**Instructions to follow:** Where in the listing does the word "cloud" appear? Report each line that holds it.

..............................

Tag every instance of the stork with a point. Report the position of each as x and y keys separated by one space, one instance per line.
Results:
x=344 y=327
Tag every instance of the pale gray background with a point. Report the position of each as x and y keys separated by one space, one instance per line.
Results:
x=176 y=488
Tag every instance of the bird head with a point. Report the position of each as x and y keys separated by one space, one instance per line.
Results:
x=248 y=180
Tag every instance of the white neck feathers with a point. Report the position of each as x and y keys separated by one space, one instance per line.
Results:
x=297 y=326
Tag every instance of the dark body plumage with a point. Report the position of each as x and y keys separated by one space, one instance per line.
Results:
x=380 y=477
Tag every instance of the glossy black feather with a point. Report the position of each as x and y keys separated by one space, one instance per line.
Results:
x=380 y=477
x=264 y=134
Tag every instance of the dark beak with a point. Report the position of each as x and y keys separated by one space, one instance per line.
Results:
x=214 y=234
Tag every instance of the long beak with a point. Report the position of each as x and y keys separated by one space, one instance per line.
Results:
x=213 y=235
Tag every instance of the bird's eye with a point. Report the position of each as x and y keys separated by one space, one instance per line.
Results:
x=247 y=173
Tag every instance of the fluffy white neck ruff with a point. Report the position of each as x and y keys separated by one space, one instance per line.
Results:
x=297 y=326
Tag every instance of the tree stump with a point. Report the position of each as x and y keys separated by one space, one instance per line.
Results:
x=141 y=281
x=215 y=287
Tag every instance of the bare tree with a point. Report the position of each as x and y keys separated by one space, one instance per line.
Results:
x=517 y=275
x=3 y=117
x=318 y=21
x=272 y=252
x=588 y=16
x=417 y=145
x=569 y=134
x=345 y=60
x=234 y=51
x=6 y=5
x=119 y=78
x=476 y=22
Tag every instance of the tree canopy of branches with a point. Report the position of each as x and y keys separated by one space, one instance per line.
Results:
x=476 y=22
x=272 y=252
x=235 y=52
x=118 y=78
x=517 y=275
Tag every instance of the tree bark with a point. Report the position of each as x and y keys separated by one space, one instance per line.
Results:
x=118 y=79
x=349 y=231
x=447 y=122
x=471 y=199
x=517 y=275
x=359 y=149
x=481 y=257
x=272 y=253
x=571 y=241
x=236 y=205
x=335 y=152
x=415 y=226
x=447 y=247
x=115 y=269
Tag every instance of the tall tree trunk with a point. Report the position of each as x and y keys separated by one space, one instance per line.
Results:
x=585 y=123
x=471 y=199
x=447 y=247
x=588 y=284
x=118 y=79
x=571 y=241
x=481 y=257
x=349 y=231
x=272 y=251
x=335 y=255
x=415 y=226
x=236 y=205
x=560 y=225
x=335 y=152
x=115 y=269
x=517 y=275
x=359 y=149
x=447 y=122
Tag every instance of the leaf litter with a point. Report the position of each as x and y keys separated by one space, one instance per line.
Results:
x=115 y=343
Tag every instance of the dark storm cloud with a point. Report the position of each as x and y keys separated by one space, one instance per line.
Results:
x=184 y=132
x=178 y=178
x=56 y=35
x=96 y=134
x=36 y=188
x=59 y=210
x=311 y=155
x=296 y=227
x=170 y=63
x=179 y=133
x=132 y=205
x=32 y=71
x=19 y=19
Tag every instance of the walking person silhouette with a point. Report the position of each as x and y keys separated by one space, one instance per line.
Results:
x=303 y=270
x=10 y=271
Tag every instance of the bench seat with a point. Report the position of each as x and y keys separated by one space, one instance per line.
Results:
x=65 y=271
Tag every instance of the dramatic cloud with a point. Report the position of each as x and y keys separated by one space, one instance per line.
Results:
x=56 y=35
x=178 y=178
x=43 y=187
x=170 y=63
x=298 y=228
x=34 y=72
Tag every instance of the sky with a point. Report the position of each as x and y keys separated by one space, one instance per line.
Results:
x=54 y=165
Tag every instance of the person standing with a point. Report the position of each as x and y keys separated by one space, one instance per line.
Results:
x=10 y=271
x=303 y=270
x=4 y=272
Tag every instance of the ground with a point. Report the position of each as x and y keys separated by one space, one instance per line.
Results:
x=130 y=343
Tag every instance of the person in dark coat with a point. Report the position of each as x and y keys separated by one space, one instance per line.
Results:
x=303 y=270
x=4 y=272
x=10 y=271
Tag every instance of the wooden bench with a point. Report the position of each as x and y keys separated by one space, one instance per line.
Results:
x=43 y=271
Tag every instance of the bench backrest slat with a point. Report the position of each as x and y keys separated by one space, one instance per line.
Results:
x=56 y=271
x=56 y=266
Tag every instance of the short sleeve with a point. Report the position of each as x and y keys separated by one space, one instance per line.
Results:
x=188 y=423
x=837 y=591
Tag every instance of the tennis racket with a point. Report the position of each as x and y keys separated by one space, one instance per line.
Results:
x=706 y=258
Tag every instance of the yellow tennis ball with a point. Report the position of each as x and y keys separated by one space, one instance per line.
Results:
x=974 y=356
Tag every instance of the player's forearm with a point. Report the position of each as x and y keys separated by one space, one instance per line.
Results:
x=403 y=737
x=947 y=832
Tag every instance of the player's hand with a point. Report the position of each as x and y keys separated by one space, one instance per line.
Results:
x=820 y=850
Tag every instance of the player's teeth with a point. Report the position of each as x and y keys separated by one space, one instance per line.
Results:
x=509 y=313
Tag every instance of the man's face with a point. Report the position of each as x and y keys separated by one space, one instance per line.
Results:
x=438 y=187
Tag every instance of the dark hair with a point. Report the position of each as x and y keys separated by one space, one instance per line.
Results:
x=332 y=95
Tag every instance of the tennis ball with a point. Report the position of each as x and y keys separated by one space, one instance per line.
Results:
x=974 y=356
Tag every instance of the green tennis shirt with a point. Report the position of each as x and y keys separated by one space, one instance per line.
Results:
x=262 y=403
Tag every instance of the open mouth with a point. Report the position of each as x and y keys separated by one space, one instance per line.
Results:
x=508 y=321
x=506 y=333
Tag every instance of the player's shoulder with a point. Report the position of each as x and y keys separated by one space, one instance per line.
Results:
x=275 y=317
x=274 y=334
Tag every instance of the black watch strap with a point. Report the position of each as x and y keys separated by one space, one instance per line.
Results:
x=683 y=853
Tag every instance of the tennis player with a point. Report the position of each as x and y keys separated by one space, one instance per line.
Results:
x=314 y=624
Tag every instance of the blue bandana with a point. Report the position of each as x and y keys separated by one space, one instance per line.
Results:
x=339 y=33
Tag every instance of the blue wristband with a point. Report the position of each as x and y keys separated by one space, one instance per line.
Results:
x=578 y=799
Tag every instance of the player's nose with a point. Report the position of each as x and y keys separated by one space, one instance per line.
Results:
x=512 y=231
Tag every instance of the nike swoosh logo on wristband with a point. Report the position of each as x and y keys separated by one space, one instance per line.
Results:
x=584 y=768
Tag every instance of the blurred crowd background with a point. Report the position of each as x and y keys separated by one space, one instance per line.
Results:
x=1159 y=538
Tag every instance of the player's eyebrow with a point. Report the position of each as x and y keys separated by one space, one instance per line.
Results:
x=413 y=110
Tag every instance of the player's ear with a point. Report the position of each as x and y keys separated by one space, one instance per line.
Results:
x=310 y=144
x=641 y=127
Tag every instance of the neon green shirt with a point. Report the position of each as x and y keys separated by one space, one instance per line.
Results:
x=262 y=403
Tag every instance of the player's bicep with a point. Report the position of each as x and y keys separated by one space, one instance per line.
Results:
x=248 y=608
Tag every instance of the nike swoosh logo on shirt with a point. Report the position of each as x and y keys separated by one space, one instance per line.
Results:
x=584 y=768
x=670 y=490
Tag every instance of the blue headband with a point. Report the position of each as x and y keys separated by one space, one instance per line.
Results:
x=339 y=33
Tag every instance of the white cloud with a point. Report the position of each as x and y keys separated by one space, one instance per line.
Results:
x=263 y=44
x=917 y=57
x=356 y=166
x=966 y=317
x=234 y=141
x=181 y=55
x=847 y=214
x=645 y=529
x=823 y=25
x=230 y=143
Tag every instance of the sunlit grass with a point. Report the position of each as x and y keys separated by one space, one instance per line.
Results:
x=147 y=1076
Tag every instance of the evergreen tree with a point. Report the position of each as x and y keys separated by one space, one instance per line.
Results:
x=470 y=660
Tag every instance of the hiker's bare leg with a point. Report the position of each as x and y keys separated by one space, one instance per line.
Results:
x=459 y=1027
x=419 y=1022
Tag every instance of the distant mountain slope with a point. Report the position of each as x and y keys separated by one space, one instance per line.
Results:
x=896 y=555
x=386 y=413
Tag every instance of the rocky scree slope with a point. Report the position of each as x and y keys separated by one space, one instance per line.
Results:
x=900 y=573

..............................

**Output of the exercise:**
Tag every instance of the dark storm cloud with a point. Report the position of each as x and y keys separated by one space, one instance per line.
Tag every instance of the dramatic cloud with a point. Report the position of each as x and y keys separated by one space, one instance per line.
Tag every instance of the white cloud with a point. Report the position of each as x and y keys separated by one space, one instance per line.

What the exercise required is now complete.